**Kutipan Dokumen:**
Kabupaten Kuningan, Jawa Barat (Jabar), tidak hanya terkenal dengan keindahan alam dan tempat wisata semata. Akan tetapi, kabupaten tersebut juga menyimpan perjalanan sejarah kemerdekaan Indonesia yaitu Museum Perundingan Linggarjati.
Berada di Jalan Linggasana Nomor 74, Linggasana, Kecamatan Cilimus, Kabupaten Kuningan, Museum Perundingan Linggarjati memiliki luas 1052 meter persegi dengan luas area mencapai 2,4 hektare. Saat ini difungsikan sebagai objek wisata dengan pengelolaan di bawah Dinas Pendidikan dan Kebudayaan Kabupaten Kuningan dan merupakan tempat pertemuan penting antara perwakilan Indonesia dan Belanda dalam rangka Perjanjian Linggarjati.
Sejarah museum
Dikutip dari berbagai sumber, sebelum dikenal sebagai museum seperti sekarang, tempat tersebut memiliki sejarah kepemilikan dan pemanfaatan yang begitu panjang oleh pihak Belanda.

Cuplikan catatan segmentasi
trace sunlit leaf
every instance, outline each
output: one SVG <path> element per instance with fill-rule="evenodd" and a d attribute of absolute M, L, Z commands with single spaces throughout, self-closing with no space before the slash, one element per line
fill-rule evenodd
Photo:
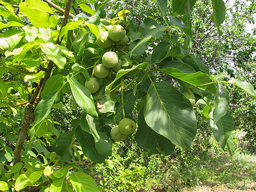
<path fill-rule="evenodd" d="M 152 83 L 144 109 L 147 124 L 158 134 L 183 148 L 191 147 L 196 132 L 196 120 L 189 100 L 172 85 Z"/>

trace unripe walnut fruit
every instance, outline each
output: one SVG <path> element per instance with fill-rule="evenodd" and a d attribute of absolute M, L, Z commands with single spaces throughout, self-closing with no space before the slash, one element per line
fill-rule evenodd
<path fill-rule="evenodd" d="M 84 87 L 88 89 L 91 93 L 95 93 L 100 88 L 100 83 L 95 77 L 90 77 L 88 81 L 85 81 Z"/>
<path fill-rule="evenodd" d="M 119 131 L 118 126 L 112 128 L 110 131 L 110 135 L 111 136 L 111 138 L 116 141 L 122 141 L 127 136 L 127 134 L 124 134 Z"/>

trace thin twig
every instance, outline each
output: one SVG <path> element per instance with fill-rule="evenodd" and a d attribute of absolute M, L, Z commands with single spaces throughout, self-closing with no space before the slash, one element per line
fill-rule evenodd
<path fill-rule="evenodd" d="M 48 3 L 49 4 L 51 5 L 52 7 L 54 7 L 56 10 L 59 10 L 60 12 L 61 12 L 62 13 L 65 13 L 65 10 L 63 10 L 63 8 L 60 8 L 60 6 L 58 6 L 57 4 L 53 3 L 52 2 L 51 2 L 50 0 L 44 0 L 44 1 L 45 1 L 47 3 Z M 69 16 L 70 16 L 71 17 L 75 17 L 74 15 L 73 15 L 72 13 L 69 13 Z"/>

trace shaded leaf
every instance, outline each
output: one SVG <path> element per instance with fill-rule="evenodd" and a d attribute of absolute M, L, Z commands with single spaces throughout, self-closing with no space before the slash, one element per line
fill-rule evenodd
<path fill-rule="evenodd" d="M 173 153 L 175 145 L 148 127 L 144 119 L 143 110 L 141 110 L 139 113 L 138 126 L 135 140 L 140 146 L 148 148 L 154 154 L 164 152 L 164 156 L 169 156 Z"/>
<path fill-rule="evenodd" d="M 94 179 L 89 175 L 82 172 L 72 172 L 70 182 L 76 192 L 98 192 L 98 187 Z"/>
<path fill-rule="evenodd" d="M 36 126 L 38 123 L 44 120 L 51 112 L 54 100 L 57 96 L 58 92 L 55 91 L 45 95 L 36 106 L 35 110 L 35 124 Z"/>
<path fill-rule="evenodd" d="M 74 130 L 61 134 L 54 144 L 54 151 L 61 157 L 61 160 L 69 161 L 72 159 L 71 147 L 73 142 Z"/>
<path fill-rule="evenodd" d="M 211 120 L 210 125 L 215 140 L 224 150 L 226 147 L 227 141 L 234 129 L 234 120 L 232 116 L 227 112 L 226 115 L 220 118 L 219 121 L 215 124 L 213 120 Z"/>
<path fill-rule="evenodd" d="M 215 85 L 210 77 L 201 72 L 195 74 L 184 74 L 175 68 L 165 68 L 163 69 L 156 69 L 156 70 L 164 72 L 211 93 L 216 93 L 217 92 Z"/>
<path fill-rule="evenodd" d="M 214 97 L 214 109 L 212 118 L 214 124 L 221 116 L 226 115 L 229 108 L 229 93 L 228 90 L 221 85 L 219 85 L 219 90 Z"/>
<path fill-rule="evenodd" d="M 76 129 L 75 136 L 82 147 L 83 153 L 86 157 L 95 163 L 105 162 L 105 156 L 100 156 L 97 152 L 94 138 L 91 134 L 78 127 Z"/>
<path fill-rule="evenodd" d="M 144 109 L 147 124 L 175 145 L 191 147 L 196 132 L 196 120 L 189 100 L 172 85 L 152 83 Z"/>
<path fill-rule="evenodd" d="M 92 116 L 97 117 L 93 98 L 91 93 L 84 86 L 81 84 L 75 78 L 68 78 L 71 90 L 77 105 L 85 112 Z"/>

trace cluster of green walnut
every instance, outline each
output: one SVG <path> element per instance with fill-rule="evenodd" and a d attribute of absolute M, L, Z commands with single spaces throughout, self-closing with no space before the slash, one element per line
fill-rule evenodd
<path fill-rule="evenodd" d="M 120 25 L 114 25 L 108 30 L 104 31 L 97 38 L 97 44 L 105 49 L 115 45 L 123 47 L 129 43 L 129 38 L 126 35 L 125 29 Z M 100 88 L 97 78 L 106 77 L 111 71 L 117 72 L 121 69 L 121 60 L 115 52 L 106 52 L 101 59 L 102 63 L 97 65 L 93 68 L 93 76 L 84 83 L 84 86 L 91 93 L 95 93 Z M 111 136 L 116 141 L 124 141 L 127 136 L 134 132 L 136 123 L 131 119 L 125 118 L 120 121 L 117 126 L 112 128 Z"/>
<path fill-rule="evenodd" d="M 112 128 L 110 134 L 113 140 L 122 141 L 128 134 L 134 132 L 136 127 L 136 124 L 132 120 L 125 118 L 120 121 L 118 125 Z"/>
<path fill-rule="evenodd" d="M 113 44 L 123 47 L 129 43 L 125 29 L 120 25 L 113 26 L 108 31 L 104 31 L 97 38 L 97 44 L 102 49 L 108 49 Z M 117 72 L 121 68 L 122 61 L 113 51 L 105 52 L 102 58 L 102 63 L 97 65 L 94 68 L 94 76 L 98 78 L 105 78 L 111 70 Z M 84 83 L 84 86 L 92 93 L 98 92 L 100 84 L 96 77 L 92 77 Z"/>

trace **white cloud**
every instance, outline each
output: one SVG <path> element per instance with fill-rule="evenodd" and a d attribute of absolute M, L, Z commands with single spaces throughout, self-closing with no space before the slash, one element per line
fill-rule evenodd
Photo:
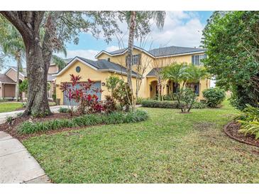
<path fill-rule="evenodd" d="M 94 56 L 99 53 L 96 50 L 69 50 L 67 51 L 67 58 L 75 58 L 75 56 L 82 57 L 89 60 L 95 60 Z M 64 56 L 60 56 L 62 58 Z"/>
<path fill-rule="evenodd" d="M 142 43 L 140 46 L 140 42 L 135 40 L 134 45 L 137 46 L 145 45 L 145 48 L 148 50 L 158 46 L 199 47 L 200 46 L 204 25 L 202 23 L 196 11 L 167 11 L 162 31 L 158 29 L 155 22 L 151 21 L 151 33 L 147 43 Z M 127 24 L 126 22 L 119 22 L 119 26 L 123 33 L 119 38 L 113 36 L 112 46 L 104 49 L 111 51 L 119 47 L 127 46 L 128 34 Z M 104 40 L 101 35 L 100 39 Z M 120 45 L 118 42 L 120 42 Z"/>
<path fill-rule="evenodd" d="M 194 12 L 167 11 L 164 28 L 153 24 L 151 37 L 161 46 L 199 47 L 204 27 Z"/>
<path fill-rule="evenodd" d="M 119 50 L 119 48 L 118 46 L 111 46 L 107 47 L 105 49 L 105 51 L 114 51 Z"/>

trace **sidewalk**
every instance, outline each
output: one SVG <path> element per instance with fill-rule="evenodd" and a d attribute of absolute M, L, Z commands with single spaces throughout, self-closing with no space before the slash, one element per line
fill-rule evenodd
<path fill-rule="evenodd" d="M 0 183 L 50 183 L 44 170 L 17 139 L 0 131 Z"/>
<path fill-rule="evenodd" d="M 53 112 L 57 112 L 58 110 L 60 107 L 66 107 L 67 106 L 66 105 L 55 105 L 50 107 L 50 110 Z M 6 121 L 6 118 L 8 117 L 16 117 L 17 114 L 18 113 L 23 113 L 23 110 L 17 110 L 17 111 L 13 111 L 13 112 L 2 112 L 0 113 L 0 124 L 4 123 Z"/>
<path fill-rule="evenodd" d="M 52 106 L 50 110 L 57 112 L 61 107 Z M 16 117 L 24 110 L 0 113 L 0 124 L 7 117 Z M 37 161 L 25 147 L 10 135 L 0 131 L 0 184 L 45 184 L 50 183 Z"/>

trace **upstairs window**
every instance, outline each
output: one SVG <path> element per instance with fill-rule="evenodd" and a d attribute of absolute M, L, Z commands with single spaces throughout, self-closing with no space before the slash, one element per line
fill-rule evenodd
<path fill-rule="evenodd" d="M 127 63 L 128 56 L 126 57 L 126 63 Z M 132 65 L 140 65 L 140 54 L 132 56 Z"/>
<path fill-rule="evenodd" d="M 196 65 L 203 65 L 203 59 L 206 58 L 206 54 L 192 56 L 192 63 Z"/>

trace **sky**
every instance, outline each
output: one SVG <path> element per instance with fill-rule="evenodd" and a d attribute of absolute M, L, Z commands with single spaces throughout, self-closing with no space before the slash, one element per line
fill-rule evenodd
<path fill-rule="evenodd" d="M 206 20 L 213 11 L 167 11 L 165 25 L 160 31 L 153 23 L 151 33 L 145 41 L 145 49 L 150 50 L 163 46 L 184 46 L 199 47 L 202 36 L 202 30 Z M 127 26 L 125 23 L 119 23 L 122 30 L 123 45 L 127 46 Z M 135 41 L 137 46 L 143 46 L 139 41 Z M 98 39 L 94 38 L 90 33 L 82 33 L 79 34 L 79 41 L 77 45 L 67 43 L 67 56 L 59 54 L 62 58 L 74 58 L 76 56 L 94 60 L 94 56 L 101 50 L 108 51 L 119 49 L 119 43 L 115 36 L 109 44 L 105 42 L 101 36 Z M 9 60 L 6 65 L 16 65 L 16 62 Z M 25 63 L 23 63 L 25 67 Z M 3 70 L 4 71 L 4 70 Z M 2 71 L 2 72 L 3 72 Z"/>

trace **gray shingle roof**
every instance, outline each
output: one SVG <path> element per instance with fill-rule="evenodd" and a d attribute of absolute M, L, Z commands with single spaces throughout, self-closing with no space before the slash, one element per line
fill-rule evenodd
<path fill-rule="evenodd" d="M 170 46 L 170 47 L 152 49 L 152 50 L 148 51 L 148 53 L 151 53 L 155 57 L 160 57 L 160 56 L 177 55 L 177 54 L 182 54 L 182 53 L 199 52 L 199 51 L 206 51 L 206 49 Z"/>
<path fill-rule="evenodd" d="M 77 56 L 77 58 L 92 65 L 99 70 L 108 70 L 111 72 L 116 70 L 118 72 L 121 72 L 122 73 L 126 73 L 126 68 L 125 67 L 117 63 L 109 62 L 106 60 L 98 60 L 94 61 L 82 57 Z M 132 71 L 132 75 L 136 76 L 137 73 L 134 71 Z"/>
<path fill-rule="evenodd" d="M 13 83 L 16 84 L 14 80 L 6 76 L 6 75 L 0 73 L 0 83 Z"/>
<path fill-rule="evenodd" d="M 135 46 L 136 48 L 139 48 L 140 50 L 144 50 L 139 47 Z M 123 53 L 125 51 L 127 50 L 127 48 L 114 51 L 111 52 L 105 51 L 111 55 L 116 55 Z M 199 51 L 206 51 L 204 48 L 187 48 L 187 47 L 178 47 L 178 46 L 170 46 L 160 48 L 155 48 L 150 51 L 145 51 L 145 52 L 150 54 L 154 57 L 160 57 L 160 56 L 167 56 L 171 55 L 177 55 L 177 54 L 183 54 L 193 52 L 199 52 Z"/>
<path fill-rule="evenodd" d="M 161 68 L 158 68 L 159 69 L 161 69 Z M 147 77 L 153 77 L 155 76 L 155 68 L 153 68 L 147 75 Z"/>

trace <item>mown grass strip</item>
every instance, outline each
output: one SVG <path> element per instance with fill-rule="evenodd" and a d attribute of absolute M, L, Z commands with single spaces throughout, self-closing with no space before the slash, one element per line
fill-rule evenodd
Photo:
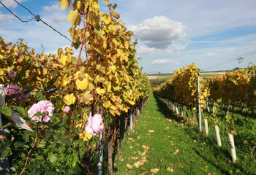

**Tujuan Tugas:** Sebutkan setiap unsur alamat Museum Perundingan Linggarjati yang tercantum dalam teks tentang museum tersebut di atas.

**Jawaban Lengkap:**
- Jalan Linggasana Nomor 74
- Linggasana
- Kecamatan Cilimus
- Kabupaten Kuningan